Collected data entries
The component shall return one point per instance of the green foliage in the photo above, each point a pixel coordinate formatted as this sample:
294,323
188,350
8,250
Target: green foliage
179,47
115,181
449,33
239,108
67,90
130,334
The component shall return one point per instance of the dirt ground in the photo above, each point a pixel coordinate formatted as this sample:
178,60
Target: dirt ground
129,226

...

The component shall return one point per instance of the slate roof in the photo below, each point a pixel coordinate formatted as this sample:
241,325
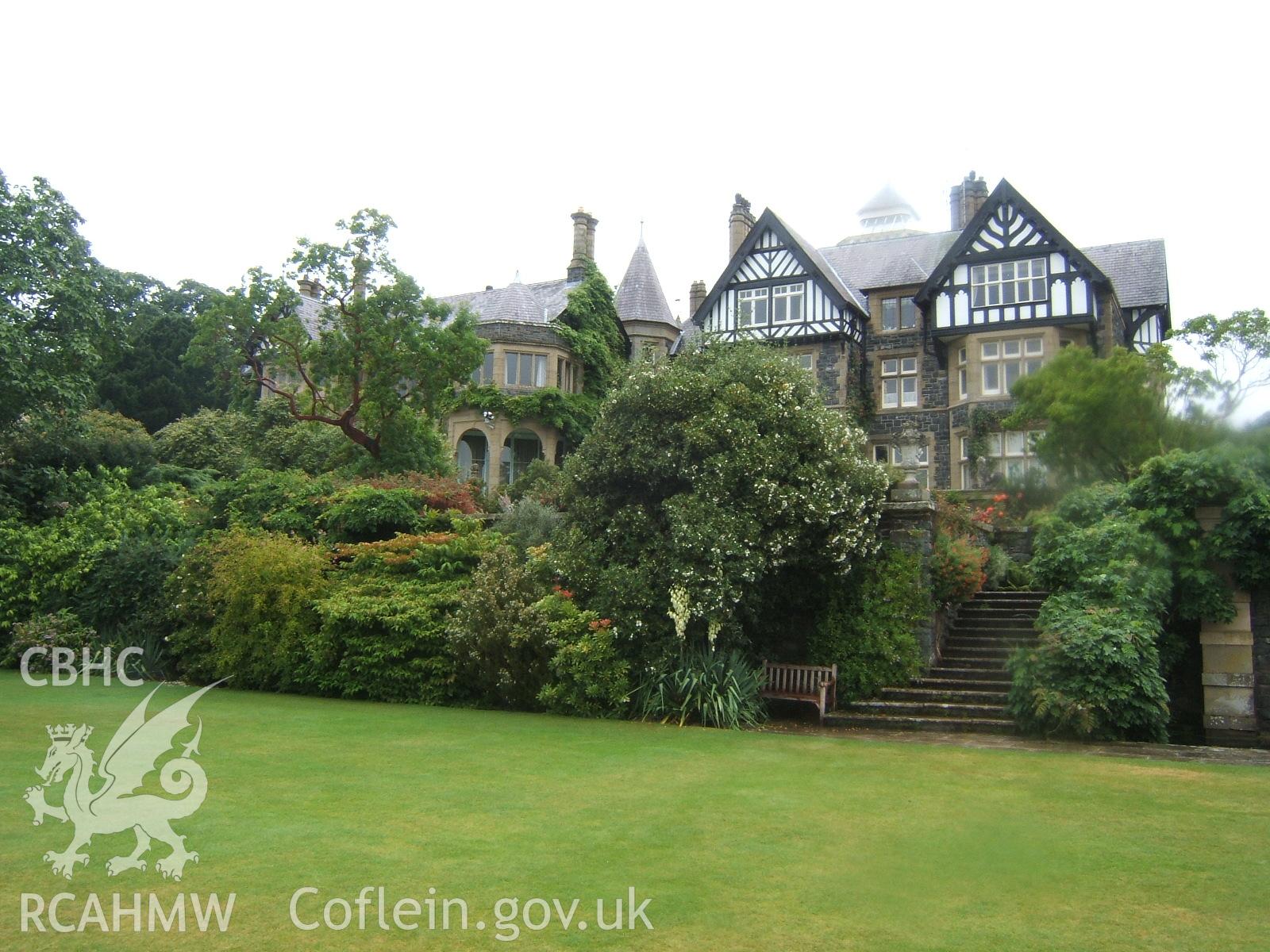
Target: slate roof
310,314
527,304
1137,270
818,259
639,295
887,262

* * *

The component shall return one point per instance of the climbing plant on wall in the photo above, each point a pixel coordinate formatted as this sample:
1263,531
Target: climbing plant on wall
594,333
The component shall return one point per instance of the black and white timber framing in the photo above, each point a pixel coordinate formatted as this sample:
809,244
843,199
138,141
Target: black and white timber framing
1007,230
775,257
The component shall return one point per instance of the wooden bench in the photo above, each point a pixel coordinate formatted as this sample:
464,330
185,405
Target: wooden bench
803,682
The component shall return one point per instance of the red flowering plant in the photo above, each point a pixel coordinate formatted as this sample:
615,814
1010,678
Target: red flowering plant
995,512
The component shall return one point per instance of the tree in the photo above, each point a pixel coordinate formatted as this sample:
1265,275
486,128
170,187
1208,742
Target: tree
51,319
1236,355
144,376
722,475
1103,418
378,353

# Aim of the task:
Scan the data for lines containing "above" and copy all of them.

# Reply:
The component shall return one point per instance of the green foliage in the photo above, each point a pixel coordinate formatted as this sample:
The component shall return one point per instance of the dirt ground in the photo above, each point a pixel coordinate formatted as this sample:
The component shall return one point per instance of the climbing plant on wall in the photo above, each point a pixel coordinate formatted as this sample:
The component shall return one point per instance of the black and white timber framing in the photo above, each point a pixel coordinate formatted as this sample:
The component shall return one point per instance of the wooden bench in the photo above, each point a pixel coordinate formatted as this sample:
The component shall return one point per instance of the red flowering plant in the photo above, each point a pixel coordinate formatted as this sample:
The component shall return one point per instance of the tree in the photo above, each point a pixel coordinate formatted as this sample:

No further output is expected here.